● **Direction**
Reproduce all of the data below word for word, keeping every line unchanged.

* begin Available data *

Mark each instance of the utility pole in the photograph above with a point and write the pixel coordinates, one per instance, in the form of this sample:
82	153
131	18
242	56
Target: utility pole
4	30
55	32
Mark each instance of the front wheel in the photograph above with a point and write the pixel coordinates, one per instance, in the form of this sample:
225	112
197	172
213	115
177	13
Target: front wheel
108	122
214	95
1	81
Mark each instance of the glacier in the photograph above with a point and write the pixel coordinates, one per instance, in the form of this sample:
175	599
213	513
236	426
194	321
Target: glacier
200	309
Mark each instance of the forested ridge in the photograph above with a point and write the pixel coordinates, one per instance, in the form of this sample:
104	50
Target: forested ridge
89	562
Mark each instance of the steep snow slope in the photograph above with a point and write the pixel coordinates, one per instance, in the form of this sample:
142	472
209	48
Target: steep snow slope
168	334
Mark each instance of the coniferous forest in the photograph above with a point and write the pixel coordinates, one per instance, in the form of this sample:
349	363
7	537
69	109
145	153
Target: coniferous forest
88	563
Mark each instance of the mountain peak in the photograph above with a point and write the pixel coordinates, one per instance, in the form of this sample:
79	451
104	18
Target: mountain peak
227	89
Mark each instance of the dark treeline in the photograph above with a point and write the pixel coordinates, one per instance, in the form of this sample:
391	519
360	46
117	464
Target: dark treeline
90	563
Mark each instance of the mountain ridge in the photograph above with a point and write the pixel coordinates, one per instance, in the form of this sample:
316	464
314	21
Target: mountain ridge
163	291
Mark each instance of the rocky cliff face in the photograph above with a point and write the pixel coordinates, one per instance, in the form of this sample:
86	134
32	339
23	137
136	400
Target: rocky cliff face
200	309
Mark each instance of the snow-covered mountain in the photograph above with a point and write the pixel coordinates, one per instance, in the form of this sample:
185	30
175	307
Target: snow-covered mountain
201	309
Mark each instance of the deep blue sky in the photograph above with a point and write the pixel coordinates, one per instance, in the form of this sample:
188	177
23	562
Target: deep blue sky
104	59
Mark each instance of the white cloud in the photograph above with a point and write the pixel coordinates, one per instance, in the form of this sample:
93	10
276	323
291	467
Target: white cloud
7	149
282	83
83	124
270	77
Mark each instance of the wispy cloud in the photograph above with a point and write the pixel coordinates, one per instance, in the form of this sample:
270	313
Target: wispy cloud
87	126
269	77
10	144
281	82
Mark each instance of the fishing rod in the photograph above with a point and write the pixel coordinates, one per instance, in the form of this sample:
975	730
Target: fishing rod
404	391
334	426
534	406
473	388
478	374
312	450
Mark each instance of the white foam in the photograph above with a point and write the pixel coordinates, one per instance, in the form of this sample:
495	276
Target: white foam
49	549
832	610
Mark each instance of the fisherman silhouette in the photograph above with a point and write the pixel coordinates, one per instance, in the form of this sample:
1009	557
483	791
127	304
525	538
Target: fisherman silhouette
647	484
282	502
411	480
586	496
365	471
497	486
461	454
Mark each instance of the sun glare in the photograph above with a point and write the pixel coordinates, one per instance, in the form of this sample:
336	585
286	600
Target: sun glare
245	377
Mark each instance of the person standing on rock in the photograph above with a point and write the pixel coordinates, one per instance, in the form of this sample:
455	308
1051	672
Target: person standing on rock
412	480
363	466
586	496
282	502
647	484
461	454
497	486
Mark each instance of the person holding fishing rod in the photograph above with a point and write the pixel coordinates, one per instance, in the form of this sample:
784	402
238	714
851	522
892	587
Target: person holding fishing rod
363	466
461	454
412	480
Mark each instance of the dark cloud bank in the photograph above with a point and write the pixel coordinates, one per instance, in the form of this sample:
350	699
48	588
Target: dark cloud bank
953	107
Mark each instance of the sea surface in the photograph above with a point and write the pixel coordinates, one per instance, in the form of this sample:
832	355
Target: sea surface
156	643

* end Available data *

● **Exercise response**
Mark each instance of the utility pole in the photograph above with a point and write the pixel coordinates, one per instance, in the form of this sample:
82	153
131	18
242	56
Target: utility pole
4	30
55	32
Mark each instance of the front wheel in the photograph above with a point and write the pixel coordinates, one per instance, in the form of this sample:
225	112
197	172
213	115
177	13
Target: front wheel
108	122
214	95
1	81
Mark each instance of the glacier in the photograph above with a point and write the pixel coordinates, one per instance, in the form of this sample:
175	599
213	513
236	426
194	321
Target: glacier
200	309
Mark each instance of the forested ridge in the photograph above with a point and write the pixel coordinates, one per instance, in the form of this sample:
104	50
Target: forested ridge
89	562
Mark each instance of the steep snow slope in the photograph above with a point and write the pixel coordinates, one per instance, in the form of this sample:
142	472
209	48
Target: steep snow slope
168	334
Mark each instance of the coniferous forest in the photograph above with a point and write the pixel coordinates, one per instance, in the form of this sample:
349	363
7	537
69	109
145	153
Target: coniferous forest
88	563
Mark each instance of the mountain peak in the photograph above with a point and write the pixel coordinates, one per instance, in the form of this sample:
79	451
104	18
Target: mountain peak
227	89
Mark each instance of the dark treeline in the photograph above with a point and write the pixel coordinates, one per instance, in the form of this sample:
391	519
360	46
117	464
Target: dark treeline
90	563
Mark each instance of the mountain ridge in the photograph above with a point and write the pixel coordinates, one per instance, in the form of this sample:
316	464
314	21
Target: mountain ridge
163	291
Mark each instance of the rocky cliff face in the photograph above with a point and write the pixel coordinates, one per instance, in the form of this sample:
86	134
32	339
23	137
136	400
Target: rocky cliff face
200	309
Mark each instance of the snow-covered mountain in the photograph above with a point and write the pixel coordinates, one per instance, in the form of this sample:
185	30
175	307
Target: snow-covered mountain
201	309
Mark each instance of the deep blue sky in the photograph above with a point and write the pixel coordinates, one per instance, in the form of this sample:
188	177
23	562
Target: deep blue sky
104	59
Mark each instance of the white cloud in the photograph above with a point and write the pixel coordinates, one per instance, in the form of this sample:
93	10
276	323
291	467
Target: white cloud
7	149
282	83
83	124
270	77
Mark each instance of the wispy cloud in the photograph above with a point and write the pixel coordinates, one per instance, in the form of this sample:
270	313
Target: wispy cloud
87	126
269	77
10	144
281	82
Mark each instance of the fishing rod in the photograph above with a point and write the pixel coordinates, one per instance, in the form of this sample:
975	730
Target: fishing rod
404	391
334	426
534	406
473	388
478	374
312	450
Mark each instance of the white foam in the photograph above with a point and write the pixel coordinates, one per instance, in the form of this sample:
495	276
Target: white foam
49	549
832	610
Mark each instance of the fisherman silhouette in the photograph above with a point and write the pixel coordinates, one per instance, in the form of this sample:
1009	557
483	791
127	304
525	538
Target: fisherman silhouette
647	484
282	502
411	480
586	496
365	471
497	486
461	454
Mark each instance of the sun glare in the photograph above with a point and write the pixel coordinates, one per instance, in the form of this sample:
336	585
286	600
Target: sun glare
245	377
Mark each instance of the person standing on rock in the photograph above with a point and write the pixel coordinates, one per instance, in the form of this sample:
455	308
1051	672
Target: person standing on rock
412	480
363	466
586	496
282	502
647	484
461	454
497	486
Mark each instance of the person holding fishing rod in the photograph above with a point and write the pixel coordinates, one per instance, in the form of this sample:
784	402
238	714
851	522
892	587
Target: person holding fishing rod
363	466
461	454
412	480
Mark each instance of the dark cloud bank in the photograph above with a point and write the pixel coordinates, one per instance, in the form of this sample:
350	699
48	588
Target: dark cloud bank
953	107
Mark each instance of the sea surface in the photograph above with a point and write the pixel coordinates, one per instance, in the form of this sample:
832	355
Target: sea surface
156	643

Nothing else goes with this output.